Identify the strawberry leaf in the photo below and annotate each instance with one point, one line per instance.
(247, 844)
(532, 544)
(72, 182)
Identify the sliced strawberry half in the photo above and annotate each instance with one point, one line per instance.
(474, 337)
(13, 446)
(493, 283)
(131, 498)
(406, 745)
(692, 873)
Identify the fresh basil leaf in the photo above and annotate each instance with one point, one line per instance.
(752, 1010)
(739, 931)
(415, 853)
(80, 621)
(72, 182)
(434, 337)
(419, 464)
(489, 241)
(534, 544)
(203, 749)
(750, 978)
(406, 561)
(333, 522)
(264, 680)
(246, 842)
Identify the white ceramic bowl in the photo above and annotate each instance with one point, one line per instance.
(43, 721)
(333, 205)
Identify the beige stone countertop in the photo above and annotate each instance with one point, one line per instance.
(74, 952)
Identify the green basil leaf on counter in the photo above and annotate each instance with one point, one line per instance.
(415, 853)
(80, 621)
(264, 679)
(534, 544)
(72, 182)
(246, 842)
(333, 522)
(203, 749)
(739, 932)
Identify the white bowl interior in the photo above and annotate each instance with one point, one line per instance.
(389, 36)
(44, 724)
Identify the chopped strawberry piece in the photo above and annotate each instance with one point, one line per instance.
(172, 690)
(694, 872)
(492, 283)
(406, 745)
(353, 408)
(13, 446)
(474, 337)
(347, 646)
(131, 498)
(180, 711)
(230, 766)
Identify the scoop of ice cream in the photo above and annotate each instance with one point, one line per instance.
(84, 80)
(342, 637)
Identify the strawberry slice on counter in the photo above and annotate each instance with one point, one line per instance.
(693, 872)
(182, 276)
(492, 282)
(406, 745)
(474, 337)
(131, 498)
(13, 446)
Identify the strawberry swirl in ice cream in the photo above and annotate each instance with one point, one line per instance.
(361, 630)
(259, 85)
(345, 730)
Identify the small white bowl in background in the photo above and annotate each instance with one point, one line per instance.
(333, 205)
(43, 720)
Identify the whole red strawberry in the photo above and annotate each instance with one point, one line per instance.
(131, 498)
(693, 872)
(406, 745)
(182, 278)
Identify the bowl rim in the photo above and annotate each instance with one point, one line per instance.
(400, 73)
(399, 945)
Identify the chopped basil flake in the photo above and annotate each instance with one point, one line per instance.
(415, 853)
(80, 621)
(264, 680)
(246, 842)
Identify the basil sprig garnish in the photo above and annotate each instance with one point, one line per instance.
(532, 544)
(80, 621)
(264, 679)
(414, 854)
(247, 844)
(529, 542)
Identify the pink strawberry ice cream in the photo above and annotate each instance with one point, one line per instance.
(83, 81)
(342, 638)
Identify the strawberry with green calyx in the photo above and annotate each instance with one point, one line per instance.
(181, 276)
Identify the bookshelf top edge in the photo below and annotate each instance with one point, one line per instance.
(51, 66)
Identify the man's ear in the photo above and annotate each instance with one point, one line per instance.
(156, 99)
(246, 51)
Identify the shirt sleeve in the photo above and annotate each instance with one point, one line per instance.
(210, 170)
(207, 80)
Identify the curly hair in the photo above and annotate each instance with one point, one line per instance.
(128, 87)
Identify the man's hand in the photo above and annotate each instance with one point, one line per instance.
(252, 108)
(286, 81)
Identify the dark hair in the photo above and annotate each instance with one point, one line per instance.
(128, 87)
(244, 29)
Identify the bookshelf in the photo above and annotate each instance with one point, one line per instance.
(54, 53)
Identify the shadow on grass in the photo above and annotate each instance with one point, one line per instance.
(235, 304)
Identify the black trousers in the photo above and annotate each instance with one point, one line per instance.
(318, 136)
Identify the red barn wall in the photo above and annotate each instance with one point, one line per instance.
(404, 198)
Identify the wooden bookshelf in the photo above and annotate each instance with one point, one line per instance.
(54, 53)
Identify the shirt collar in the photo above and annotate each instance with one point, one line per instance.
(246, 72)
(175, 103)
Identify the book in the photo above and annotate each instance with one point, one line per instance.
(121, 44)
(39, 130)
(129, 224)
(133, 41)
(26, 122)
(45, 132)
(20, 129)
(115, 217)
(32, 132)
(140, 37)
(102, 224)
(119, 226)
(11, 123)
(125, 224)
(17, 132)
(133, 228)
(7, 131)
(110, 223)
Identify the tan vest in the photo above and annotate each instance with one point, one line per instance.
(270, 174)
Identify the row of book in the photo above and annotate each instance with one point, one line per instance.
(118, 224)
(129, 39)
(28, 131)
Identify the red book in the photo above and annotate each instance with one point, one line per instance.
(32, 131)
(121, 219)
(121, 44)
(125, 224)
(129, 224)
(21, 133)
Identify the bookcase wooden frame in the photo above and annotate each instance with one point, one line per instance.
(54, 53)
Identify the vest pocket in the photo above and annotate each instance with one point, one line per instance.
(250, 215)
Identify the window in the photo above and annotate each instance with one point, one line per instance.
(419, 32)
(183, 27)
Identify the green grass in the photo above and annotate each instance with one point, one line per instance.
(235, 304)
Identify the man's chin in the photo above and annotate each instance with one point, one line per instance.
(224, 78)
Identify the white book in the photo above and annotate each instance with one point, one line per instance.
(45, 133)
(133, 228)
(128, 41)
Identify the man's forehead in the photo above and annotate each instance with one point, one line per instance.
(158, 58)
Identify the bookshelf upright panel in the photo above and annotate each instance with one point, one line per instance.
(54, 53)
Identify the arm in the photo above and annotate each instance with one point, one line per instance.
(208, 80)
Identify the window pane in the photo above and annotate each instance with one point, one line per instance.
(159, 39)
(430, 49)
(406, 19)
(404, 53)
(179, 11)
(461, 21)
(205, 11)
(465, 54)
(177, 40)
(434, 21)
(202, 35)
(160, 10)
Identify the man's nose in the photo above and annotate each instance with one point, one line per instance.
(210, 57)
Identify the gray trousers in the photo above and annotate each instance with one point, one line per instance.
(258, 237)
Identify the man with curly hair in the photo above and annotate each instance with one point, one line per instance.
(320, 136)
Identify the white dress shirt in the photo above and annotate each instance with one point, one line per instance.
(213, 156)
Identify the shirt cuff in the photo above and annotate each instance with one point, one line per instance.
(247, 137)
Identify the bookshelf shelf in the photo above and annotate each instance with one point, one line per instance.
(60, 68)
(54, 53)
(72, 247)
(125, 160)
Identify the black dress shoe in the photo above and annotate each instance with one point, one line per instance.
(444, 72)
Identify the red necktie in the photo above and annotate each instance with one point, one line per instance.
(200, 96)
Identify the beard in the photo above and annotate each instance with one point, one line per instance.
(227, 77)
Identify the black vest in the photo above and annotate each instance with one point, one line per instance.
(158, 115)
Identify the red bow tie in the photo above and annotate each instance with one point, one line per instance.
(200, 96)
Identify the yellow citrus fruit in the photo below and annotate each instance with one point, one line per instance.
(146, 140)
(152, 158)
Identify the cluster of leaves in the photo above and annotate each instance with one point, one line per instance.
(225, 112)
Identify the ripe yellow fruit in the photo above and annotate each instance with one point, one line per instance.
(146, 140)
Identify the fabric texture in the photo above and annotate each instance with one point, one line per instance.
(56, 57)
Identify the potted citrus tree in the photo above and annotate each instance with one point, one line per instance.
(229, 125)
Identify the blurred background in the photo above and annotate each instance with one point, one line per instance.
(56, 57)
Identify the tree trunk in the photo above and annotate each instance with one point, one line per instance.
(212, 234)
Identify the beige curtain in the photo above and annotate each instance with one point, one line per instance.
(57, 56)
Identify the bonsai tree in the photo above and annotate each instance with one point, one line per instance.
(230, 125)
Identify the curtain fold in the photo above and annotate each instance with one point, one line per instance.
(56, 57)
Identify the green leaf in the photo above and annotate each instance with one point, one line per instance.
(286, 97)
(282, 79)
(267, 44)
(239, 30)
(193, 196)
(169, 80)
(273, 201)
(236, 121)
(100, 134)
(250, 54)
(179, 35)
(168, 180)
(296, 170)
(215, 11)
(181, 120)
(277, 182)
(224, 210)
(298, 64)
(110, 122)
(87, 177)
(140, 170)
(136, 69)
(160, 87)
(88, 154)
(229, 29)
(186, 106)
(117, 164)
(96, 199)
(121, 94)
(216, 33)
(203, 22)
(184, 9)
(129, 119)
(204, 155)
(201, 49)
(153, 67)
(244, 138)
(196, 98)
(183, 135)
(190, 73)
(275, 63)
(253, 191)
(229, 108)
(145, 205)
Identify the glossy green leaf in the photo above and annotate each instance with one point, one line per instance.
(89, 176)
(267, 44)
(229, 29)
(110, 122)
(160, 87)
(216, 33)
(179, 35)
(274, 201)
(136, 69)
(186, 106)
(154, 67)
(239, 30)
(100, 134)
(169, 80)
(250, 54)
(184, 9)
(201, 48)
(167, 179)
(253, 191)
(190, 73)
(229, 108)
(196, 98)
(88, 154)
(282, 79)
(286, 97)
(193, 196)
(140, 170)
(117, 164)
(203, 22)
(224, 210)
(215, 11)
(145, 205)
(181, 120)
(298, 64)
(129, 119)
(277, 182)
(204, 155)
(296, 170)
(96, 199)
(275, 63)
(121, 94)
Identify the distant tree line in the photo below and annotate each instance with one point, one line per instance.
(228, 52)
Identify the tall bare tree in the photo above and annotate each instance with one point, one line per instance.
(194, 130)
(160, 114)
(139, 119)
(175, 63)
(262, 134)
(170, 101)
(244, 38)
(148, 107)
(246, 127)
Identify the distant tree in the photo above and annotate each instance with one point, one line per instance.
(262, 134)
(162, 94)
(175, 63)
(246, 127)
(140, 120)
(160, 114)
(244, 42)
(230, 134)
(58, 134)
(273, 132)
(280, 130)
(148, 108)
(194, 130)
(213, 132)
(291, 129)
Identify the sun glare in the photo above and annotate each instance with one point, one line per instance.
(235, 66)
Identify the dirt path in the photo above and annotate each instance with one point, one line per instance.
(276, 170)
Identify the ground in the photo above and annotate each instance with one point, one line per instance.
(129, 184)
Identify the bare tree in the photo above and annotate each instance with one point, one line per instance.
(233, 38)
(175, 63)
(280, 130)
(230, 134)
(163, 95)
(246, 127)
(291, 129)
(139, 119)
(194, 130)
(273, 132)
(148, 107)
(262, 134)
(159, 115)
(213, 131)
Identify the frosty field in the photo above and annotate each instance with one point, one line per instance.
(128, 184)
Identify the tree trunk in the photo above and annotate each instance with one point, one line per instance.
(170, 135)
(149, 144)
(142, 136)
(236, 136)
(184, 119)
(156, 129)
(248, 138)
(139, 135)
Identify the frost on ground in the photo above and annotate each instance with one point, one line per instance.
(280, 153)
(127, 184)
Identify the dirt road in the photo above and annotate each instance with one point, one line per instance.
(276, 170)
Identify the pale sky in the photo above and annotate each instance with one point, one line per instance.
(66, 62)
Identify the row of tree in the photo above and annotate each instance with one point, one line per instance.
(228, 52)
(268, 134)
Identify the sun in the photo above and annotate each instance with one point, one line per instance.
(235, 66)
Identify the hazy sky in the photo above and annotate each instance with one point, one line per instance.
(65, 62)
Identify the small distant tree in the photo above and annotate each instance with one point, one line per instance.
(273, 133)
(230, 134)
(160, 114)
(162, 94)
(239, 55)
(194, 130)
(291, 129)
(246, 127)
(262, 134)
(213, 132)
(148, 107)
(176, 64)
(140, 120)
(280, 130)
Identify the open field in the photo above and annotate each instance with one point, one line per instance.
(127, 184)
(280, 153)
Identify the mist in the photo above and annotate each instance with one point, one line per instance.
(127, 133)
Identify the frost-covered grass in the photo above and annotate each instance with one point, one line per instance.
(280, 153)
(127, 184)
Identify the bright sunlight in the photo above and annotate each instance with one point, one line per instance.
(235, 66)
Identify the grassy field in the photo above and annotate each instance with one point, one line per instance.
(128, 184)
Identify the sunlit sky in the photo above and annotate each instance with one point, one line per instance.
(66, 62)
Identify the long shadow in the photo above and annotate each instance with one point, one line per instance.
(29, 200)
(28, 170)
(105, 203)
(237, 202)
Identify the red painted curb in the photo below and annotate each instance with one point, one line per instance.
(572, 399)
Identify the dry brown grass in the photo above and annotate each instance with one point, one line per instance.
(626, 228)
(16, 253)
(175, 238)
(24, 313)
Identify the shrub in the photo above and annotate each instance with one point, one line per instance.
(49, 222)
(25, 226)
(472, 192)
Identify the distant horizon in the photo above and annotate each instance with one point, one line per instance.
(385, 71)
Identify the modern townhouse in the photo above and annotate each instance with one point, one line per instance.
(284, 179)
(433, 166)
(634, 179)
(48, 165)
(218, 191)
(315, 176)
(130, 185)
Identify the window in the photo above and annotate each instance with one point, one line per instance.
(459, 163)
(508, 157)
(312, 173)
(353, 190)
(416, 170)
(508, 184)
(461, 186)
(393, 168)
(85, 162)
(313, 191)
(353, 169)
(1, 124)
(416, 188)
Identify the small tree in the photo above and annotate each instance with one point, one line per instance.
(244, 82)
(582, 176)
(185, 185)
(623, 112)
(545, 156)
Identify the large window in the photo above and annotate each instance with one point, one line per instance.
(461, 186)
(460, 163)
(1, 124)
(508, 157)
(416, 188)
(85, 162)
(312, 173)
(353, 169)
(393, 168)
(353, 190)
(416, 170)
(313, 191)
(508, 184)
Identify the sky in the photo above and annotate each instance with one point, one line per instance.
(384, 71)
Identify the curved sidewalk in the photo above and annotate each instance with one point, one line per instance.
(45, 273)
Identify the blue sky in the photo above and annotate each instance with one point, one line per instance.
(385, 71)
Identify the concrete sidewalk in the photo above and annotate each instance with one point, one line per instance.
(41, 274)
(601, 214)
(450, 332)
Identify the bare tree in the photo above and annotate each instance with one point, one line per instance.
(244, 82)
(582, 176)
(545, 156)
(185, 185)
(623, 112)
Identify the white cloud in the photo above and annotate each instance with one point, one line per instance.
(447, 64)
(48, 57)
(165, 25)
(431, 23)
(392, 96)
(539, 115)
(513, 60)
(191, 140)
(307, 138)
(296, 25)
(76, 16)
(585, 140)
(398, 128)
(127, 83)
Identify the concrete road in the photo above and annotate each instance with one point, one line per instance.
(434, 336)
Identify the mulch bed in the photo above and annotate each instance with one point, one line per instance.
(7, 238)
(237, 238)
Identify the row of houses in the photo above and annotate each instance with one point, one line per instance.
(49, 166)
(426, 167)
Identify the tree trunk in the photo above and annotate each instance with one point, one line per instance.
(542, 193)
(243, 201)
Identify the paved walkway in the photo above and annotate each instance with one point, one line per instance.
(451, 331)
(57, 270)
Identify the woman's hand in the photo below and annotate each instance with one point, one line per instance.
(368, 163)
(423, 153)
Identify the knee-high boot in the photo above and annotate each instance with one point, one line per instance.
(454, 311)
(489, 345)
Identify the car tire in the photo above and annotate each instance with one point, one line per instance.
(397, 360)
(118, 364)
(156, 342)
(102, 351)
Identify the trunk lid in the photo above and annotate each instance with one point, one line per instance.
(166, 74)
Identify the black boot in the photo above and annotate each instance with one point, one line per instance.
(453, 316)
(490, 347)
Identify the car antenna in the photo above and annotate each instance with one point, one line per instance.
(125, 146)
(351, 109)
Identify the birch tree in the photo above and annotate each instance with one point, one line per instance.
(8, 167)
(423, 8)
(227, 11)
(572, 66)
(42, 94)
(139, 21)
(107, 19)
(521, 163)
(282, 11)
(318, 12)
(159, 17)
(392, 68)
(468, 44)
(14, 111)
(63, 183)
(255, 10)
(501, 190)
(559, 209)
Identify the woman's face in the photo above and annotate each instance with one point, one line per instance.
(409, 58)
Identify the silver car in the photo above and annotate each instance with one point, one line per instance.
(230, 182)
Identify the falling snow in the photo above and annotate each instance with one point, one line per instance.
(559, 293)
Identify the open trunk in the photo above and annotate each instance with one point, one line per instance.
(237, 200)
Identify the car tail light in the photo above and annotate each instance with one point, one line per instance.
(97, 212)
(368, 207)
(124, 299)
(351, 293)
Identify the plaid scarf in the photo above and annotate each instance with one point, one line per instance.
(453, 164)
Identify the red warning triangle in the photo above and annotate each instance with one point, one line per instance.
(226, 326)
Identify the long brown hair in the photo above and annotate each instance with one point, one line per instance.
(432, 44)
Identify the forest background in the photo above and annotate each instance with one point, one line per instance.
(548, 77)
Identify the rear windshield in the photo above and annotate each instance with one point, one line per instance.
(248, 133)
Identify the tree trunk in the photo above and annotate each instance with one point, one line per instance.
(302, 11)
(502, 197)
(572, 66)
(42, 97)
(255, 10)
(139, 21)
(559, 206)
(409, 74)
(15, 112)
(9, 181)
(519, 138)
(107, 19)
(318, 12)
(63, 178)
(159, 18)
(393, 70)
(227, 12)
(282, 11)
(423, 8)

____

Task instructions — Restate the final lines of the listing above word for word, beginning at the line that contains "Identify the birch".

Reply to the exercise —
Identify the birch tree in the photo above and annotate each instance with one point, one line per instance.
(8, 167)
(423, 8)
(227, 11)
(572, 66)
(42, 94)
(139, 21)
(107, 19)
(521, 163)
(282, 11)
(318, 12)
(159, 17)
(392, 68)
(468, 44)
(14, 111)
(63, 183)
(255, 10)
(501, 190)
(559, 209)
Identify the woman's face in the photo above and annotate each instance with one point, one line per instance.
(409, 58)
Identify the silver car in the photo above and annotate each instance with one point, one line per instance.
(230, 182)
Identify the falling snow in the photo above and annotate each instance with one point, one line per instance.
(559, 293)
Identify the open trunk in the photo above and annotate each instance with one point, one line per instance.
(237, 200)
Identify the car tail light in the photo above and annotate each instance with one point, one line per instance.
(97, 212)
(368, 207)
(124, 299)
(351, 293)
Identify the plaid scarf in the photo above and annotate each instance with one point, one line per instance.
(453, 164)
Identify the red warning triangle in the photo above and annotate each instance with one point, one line per instance.
(226, 326)
Identify the long brown hair in the photo above and annotate each instance with one point, one line per instance.
(432, 44)
Identify the forest background in the photo above and annotate each instance with one point, one line per instance.
(548, 77)
Identify the rear windshield in the photo above and annotate each instance with one point, one line per instance.
(248, 133)
Identify the tree trunk in the photo above and annotate each instance with one point, one line per instance.
(302, 11)
(502, 197)
(572, 66)
(42, 97)
(255, 10)
(139, 21)
(559, 206)
(409, 74)
(15, 112)
(9, 181)
(519, 138)
(107, 19)
(318, 12)
(63, 178)
(159, 18)
(393, 70)
(227, 12)
(282, 11)
(423, 8)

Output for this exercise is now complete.